* begin Input for this task *
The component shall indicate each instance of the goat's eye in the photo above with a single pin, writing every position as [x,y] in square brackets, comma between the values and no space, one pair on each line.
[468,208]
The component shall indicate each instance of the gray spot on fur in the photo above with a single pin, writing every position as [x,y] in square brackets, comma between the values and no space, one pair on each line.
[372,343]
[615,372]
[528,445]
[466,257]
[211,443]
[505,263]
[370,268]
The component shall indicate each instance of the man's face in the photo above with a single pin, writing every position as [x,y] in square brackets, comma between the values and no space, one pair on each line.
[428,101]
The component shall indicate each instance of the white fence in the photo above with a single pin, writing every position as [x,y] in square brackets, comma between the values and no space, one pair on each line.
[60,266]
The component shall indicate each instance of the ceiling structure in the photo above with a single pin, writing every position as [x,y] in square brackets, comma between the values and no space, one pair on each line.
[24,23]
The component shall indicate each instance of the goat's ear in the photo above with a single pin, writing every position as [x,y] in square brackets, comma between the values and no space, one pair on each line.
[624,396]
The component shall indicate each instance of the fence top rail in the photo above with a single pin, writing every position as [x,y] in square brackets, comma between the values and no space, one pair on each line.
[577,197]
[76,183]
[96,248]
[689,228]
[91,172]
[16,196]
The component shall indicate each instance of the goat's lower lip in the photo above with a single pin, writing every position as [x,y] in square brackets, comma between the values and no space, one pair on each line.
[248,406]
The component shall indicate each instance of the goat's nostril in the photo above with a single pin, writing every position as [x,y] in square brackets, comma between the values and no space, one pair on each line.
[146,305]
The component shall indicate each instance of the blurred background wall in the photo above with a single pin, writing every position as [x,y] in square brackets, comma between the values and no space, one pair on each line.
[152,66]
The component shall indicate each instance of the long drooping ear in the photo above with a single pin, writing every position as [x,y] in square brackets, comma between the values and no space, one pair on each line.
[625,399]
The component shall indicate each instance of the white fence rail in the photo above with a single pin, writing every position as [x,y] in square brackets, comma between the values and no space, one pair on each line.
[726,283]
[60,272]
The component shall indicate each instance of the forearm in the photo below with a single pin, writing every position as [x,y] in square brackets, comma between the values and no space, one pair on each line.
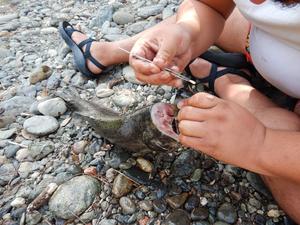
[203,22]
[279,156]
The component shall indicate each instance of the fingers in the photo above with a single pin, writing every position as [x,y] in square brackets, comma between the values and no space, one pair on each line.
[200,100]
[191,128]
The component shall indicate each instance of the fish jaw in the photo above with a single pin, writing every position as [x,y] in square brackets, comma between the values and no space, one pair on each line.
[163,116]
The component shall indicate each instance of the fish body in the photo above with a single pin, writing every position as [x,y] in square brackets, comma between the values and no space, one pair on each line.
[146,128]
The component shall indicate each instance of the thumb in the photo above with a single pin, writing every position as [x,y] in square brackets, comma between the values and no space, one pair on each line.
[166,53]
[200,100]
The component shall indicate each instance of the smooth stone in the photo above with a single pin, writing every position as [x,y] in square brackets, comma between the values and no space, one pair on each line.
* end Input for this task *
What is expected: Leave every image out, and retype the material exactly.

Correct result:
The component shall indicate each instance of the goat's eye in the photo above with a single pin, writing every position as [x,y] in square brackets, comma between the values and no space, one pair on each line.
[468,208]
The component shall indicate each instance of the gray spot on fur in the photo above with a single pin, writing every position as [x,y] in square brackets, comma between the values and no space, one pair on each line.
[372,343]
[615,372]
[528,445]
[466,257]
[211,443]
[505,263]
[370,268]
The component shall indicate each instance of the man's face in the photo above with a single pin, writing every position as [x,y] in square brackets, comma between the values and no space, one pair on each line.
[428,101]
The component shall indicate each instance of the white fence in the photo above with a single pin, writing every position as [x,y] in square brackets, comma between the values and no space, one pair on each line.
[60,266]
The component shall indicate each instance of the ceiling structure in the photo above with a single pin, writing every position as [x,y] in square brackets, comma between the values and no space, one pair on each line.
[24,23]
The component shall indicate each instance of the goat's ear in the photo above with a single pin, writing every position as [x,y] in square brackets, comma between the values and no space, one pair on each line.
[624,396]
The component shall indicate each instance of the fence top rail in the photo above with a single pin, writing every position as [x,y] in square brackets, comma between the values and no space, one pair on each line.
[577,197]
[76,183]
[96,248]
[689,228]
[91,172]
[16,196]
The component shall indicate each instance of the goat's lower lip in the photo above with a single pin, writing every position as [x,y] in square brackets, comma between the values and no space, one pair on each line.
[248,406]
The component shall indicate each instance of the goat's nostril in the photo above with a single pin, writing every position as [x,y] in square brackets, comma between the values and no space, one pair on each line.
[146,305]
The component shall indicate each instance of the blurred background wall in the photo above with a single pin, writing every position as [x,y] in square brackets, comma between the values and no space, one pair on each line.
[152,66]
The component shall indicate each instance of the long drooping ear in the photo above with a single pin, writing every position as [x,y] in square brackets, comma between the values and no space, one pair on each line.
[625,399]
The component shall indicate each instance of the white fence rail in the photo above with a single pin, writing every position as [x,y] in square brackets, comma between the values and no space, one pair on each line.
[726,283]
[60,272]
The component shall indicate each instance of the forearm in the photo below with a single pin, writing every position as [x,y] in square brackets, comma between the values and no space, one pair on each line.
[203,22]
[279,156]
The component shall indicate each instance of the fingers in the photo above with a single pin, writing every position as [x,y] in square brackets, comma between the values and no space, one pair on each line.
[200,100]
[191,128]
The component shall indicate each instance of the fish jaw in the photo above with a single pin, writing every position as [x,y] in square brackets, comma between the values and no space, one pair on each line.
[163,116]
The component shall indicate each instance of the fish body in the photo above with a single pin, writing every position as [x,y] in square brackets, comma between the values and no space, one pair on each line.
[146,128]
The component shall indicate each instance of the thumb in the photo above with a single pin, writing every position as [x,y] in square brackets, comma between the values and no space, one pair on each line.
[166,53]
[200,100]
The component shall indicate each instance of the smooth stone in the photo above with a single pin, writing every position as [x,y] in square brackets, comma between the values and no space, one pair on each line.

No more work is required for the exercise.